> **Exercise goal**
Could you gather each line below that contains the word "wall" and copy those lines out in full?

::::::::::

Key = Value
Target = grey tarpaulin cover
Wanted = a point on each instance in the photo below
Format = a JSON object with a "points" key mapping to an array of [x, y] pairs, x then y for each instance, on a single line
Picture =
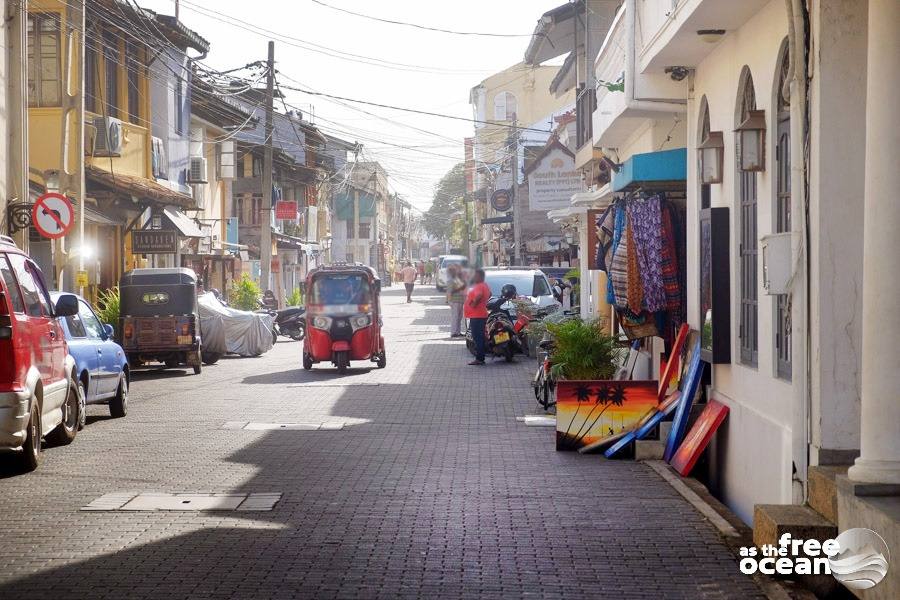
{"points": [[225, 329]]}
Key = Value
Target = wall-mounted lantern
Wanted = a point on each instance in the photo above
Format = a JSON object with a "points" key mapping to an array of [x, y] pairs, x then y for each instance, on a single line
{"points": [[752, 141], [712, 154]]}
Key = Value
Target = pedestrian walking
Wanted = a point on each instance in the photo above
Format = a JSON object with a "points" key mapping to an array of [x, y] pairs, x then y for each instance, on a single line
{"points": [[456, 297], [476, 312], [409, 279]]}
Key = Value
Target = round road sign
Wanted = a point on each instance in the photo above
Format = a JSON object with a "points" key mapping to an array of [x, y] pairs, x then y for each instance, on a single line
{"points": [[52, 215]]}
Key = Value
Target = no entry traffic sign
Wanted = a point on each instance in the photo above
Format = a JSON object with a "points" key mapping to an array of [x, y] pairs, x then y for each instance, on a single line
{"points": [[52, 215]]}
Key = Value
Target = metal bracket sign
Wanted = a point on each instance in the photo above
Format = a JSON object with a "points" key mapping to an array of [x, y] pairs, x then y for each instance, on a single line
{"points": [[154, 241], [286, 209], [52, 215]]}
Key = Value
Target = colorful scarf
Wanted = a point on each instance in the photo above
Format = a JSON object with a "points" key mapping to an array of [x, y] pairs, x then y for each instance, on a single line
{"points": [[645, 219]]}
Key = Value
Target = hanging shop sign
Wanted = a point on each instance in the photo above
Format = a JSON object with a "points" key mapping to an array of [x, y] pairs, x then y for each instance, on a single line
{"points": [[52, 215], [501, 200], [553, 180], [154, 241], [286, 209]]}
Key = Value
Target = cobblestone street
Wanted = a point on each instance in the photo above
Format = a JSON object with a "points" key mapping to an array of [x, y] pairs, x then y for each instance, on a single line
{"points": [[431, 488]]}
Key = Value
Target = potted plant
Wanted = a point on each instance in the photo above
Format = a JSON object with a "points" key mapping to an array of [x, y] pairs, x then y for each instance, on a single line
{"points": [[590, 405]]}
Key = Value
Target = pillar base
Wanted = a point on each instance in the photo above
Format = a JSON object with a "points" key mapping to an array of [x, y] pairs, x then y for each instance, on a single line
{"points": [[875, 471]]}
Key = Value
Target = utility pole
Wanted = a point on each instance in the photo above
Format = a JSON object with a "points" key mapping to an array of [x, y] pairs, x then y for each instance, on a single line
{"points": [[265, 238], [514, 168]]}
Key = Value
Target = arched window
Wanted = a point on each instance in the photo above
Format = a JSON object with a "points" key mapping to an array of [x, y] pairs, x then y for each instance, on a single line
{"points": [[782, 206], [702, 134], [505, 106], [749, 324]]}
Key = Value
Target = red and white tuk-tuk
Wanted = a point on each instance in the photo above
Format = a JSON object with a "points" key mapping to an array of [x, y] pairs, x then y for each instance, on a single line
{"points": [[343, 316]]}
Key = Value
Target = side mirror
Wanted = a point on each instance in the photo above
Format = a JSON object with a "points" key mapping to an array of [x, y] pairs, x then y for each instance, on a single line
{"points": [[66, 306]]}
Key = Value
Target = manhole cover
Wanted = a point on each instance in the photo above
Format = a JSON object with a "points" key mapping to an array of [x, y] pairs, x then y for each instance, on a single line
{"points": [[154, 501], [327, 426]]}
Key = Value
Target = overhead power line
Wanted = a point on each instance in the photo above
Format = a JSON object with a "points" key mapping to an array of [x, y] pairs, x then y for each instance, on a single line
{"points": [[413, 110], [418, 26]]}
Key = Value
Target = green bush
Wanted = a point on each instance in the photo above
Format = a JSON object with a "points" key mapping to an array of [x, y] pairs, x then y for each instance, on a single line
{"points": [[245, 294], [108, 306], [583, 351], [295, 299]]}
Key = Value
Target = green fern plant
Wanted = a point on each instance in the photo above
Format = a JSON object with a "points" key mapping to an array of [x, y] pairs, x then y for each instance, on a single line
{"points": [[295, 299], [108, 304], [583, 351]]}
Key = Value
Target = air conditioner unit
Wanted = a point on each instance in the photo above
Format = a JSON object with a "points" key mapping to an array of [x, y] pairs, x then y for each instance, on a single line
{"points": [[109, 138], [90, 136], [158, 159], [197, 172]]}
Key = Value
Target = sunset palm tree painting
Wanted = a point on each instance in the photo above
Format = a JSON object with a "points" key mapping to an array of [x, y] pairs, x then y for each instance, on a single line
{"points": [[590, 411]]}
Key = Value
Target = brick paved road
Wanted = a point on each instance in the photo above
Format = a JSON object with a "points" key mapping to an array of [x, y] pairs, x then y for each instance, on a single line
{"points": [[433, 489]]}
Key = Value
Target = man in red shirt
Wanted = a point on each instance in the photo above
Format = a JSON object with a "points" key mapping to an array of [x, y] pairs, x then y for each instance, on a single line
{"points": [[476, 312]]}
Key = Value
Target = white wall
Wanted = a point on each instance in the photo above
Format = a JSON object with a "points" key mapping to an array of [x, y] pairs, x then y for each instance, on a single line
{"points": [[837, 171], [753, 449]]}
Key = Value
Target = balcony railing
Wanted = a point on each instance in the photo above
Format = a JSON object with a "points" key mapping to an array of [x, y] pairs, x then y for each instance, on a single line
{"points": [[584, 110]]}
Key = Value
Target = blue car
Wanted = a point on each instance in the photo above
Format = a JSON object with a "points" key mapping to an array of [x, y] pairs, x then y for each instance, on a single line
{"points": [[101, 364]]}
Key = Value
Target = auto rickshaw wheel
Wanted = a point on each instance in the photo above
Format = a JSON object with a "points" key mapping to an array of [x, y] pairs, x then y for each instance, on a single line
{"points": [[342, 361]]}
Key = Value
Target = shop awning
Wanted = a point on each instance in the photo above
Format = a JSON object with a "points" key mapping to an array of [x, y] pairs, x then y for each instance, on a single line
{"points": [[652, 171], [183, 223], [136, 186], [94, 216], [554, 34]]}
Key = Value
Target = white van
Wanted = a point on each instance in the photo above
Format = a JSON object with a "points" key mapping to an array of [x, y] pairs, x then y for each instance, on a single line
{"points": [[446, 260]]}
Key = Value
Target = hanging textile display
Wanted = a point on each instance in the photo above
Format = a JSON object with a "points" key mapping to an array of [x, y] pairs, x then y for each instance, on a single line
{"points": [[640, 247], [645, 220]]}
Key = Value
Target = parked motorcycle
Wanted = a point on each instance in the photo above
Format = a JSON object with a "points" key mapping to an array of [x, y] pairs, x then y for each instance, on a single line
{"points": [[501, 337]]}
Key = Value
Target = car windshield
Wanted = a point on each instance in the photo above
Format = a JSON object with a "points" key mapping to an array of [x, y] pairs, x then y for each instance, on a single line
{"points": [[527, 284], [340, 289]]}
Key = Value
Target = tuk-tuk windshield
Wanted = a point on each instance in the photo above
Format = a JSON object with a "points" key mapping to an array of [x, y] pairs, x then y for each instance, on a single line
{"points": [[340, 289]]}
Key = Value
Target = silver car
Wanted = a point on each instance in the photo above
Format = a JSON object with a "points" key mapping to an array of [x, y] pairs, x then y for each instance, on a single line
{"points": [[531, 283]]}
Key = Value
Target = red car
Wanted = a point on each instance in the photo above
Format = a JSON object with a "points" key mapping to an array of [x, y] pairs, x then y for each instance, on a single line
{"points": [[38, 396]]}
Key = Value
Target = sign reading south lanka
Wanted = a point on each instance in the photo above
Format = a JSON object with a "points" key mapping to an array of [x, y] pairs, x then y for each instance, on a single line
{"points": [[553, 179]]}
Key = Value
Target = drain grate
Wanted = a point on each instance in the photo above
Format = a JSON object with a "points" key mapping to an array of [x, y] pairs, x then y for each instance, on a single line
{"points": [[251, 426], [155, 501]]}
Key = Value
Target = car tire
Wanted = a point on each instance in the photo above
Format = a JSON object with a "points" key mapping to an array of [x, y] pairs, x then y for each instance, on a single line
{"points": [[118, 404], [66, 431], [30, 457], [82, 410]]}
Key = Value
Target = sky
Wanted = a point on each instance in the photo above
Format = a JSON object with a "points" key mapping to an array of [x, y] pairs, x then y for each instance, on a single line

::::::::::

> **Task result**
Target = wall-mounted lantern
Target = white wall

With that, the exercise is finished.